## Stated exercise
Without the pictures, give the entries below again exactly as written.

## Data supplied
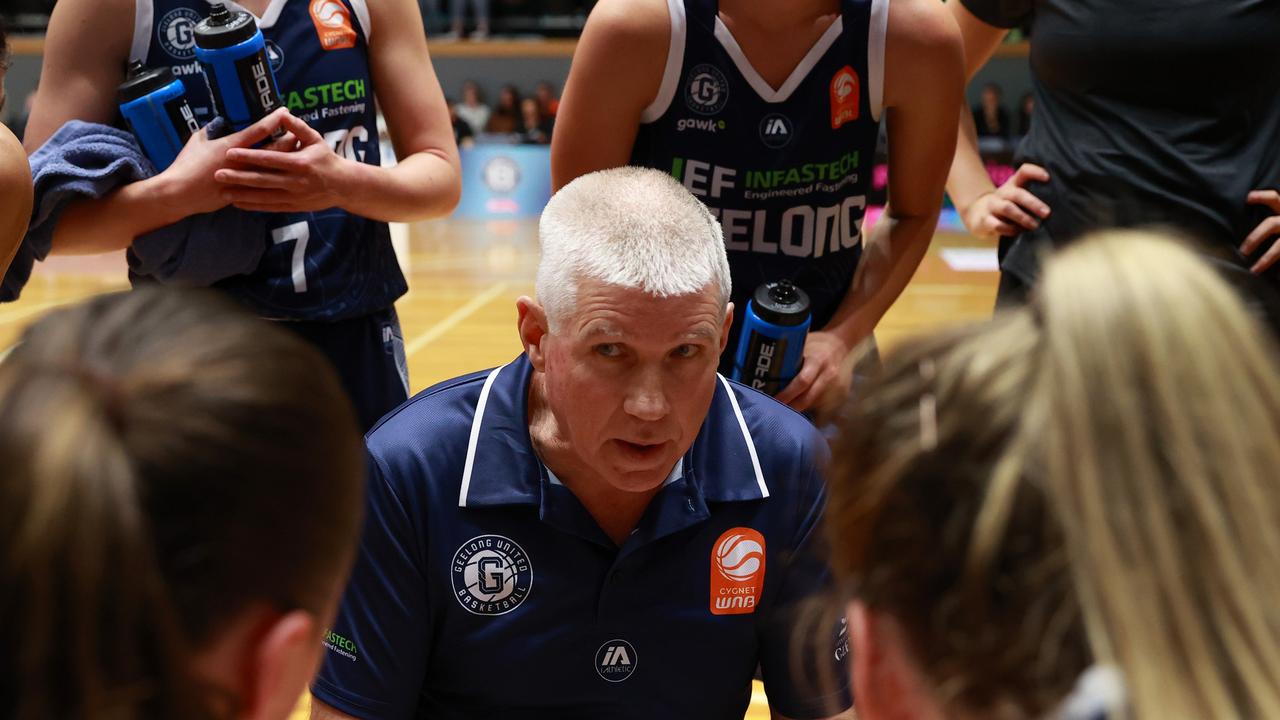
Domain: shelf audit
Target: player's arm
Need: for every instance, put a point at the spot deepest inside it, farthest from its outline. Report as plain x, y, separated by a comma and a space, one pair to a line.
16, 188
426, 182
616, 73
987, 212
923, 85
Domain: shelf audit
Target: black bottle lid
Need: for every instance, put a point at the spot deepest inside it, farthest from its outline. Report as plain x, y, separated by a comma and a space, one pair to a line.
781, 302
141, 82
224, 27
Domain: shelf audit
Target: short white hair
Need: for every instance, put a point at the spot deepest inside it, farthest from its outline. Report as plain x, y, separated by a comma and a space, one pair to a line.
627, 227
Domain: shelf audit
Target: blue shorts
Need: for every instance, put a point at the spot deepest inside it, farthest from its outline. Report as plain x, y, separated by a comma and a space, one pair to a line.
369, 355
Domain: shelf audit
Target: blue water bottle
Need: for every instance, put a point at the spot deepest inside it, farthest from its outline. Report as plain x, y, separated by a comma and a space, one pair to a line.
771, 347
233, 55
155, 105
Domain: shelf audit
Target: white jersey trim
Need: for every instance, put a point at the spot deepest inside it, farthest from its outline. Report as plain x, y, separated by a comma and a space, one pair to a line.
876, 55
675, 64
144, 21
800, 72
475, 436
746, 436
362, 17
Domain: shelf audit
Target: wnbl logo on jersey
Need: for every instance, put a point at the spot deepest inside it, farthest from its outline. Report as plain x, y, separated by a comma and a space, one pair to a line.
707, 91
776, 131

## Solution to this task
Domain: shelf audit
Target: player's arm
Need: for every instance, put a point at the spot deepest inside it, farthest from its outline. Report as plain x, y, separated by a comma and a space, one pair to a line.
16, 188
426, 182
616, 73
987, 212
923, 85
Domain: shelf audit
Target: black bottle lid
Need: for every instance, put a point at the spot deepest inside it, farthest from its outline. Report as plain x, y, separated by a comma and a space, one pair to a line.
781, 302
141, 82
224, 27
Domain: shelf audit
Target: short white hair
Need: for every instance, put a point at the spot deepest inside it, farthest from its outline. Report as plain x, y, separated by a comma and a space, one pair to a line.
627, 227
Domain: shelf audit
Target: blue shorts
Need: for every instance, put a point at the spot deepest inside it, farthest from its outline. Report as plain x, y, separated by a comma and a space, one pair to a line.
369, 355
Domain: shelf audit
Target: blue water bottle
Need: for every instance, put a point at the spot deepest inside it, farthest from its outline. Report as plain x, y, separated by a comma and a space, one pair to a line.
771, 347
233, 55
155, 105
Domain: shelf audit
Target: white jersey trim
Need: for every instance, put a point at the spot deepest inside it, farthest from its outline. Report as plain x, y, separated by a comma and a space, one pair to a line.
876, 55
675, 64
144, 21
800, 72
475, 436
746, 436
362, 17
Domain: shelf audit
Target: wnbl logo on jersey
Need: for every instance, put a point at the spot deepest inside it, farthest from its outline. Report as plain x, y, separated by a comma and a space, one pair to a line.
707, 91
776, 131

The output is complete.